-------- DATA IN THIS EXERCISE

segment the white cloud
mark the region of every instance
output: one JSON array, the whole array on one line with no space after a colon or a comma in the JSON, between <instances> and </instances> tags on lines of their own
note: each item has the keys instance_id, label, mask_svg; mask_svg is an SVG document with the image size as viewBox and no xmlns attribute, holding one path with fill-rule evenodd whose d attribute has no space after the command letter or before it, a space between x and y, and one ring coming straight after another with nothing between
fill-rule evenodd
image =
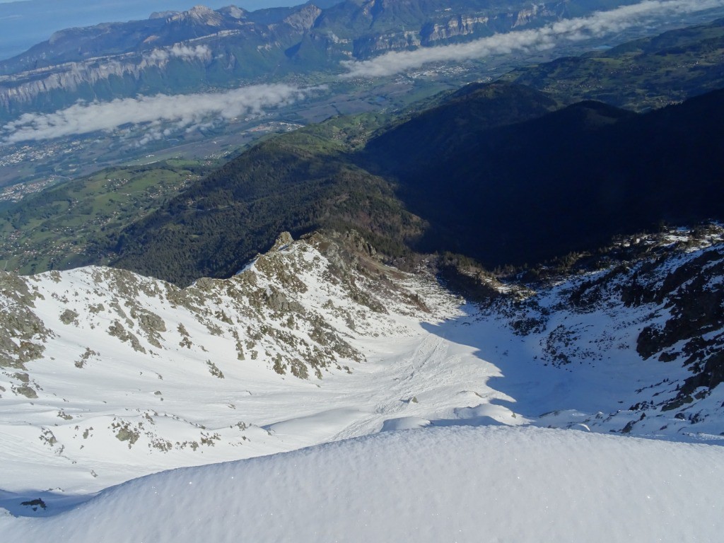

----------------

EXERCISE DESCRIPTION: Reproduce the entries exactly. Do not carry over any picture.

OUTPUT FOR THIS EXERCISE:
segment the white cloud
mark the region of every instance
output: one JSON array, the whole array on one line with no space after a colon or a comma in the JSON, between <instances> and </instances> tags on lines of their own
note: each item has the keys instance_id, label, mask_svg; mask_svg is an SVG document with the image size as viewBox and no xmlns attribute, holding one path with fill-rule evenodd whose d attribute has no space after the command letter or before it, a space between x and y, and one ring coming straight after another with nothing between
fill-rule evenodd
image =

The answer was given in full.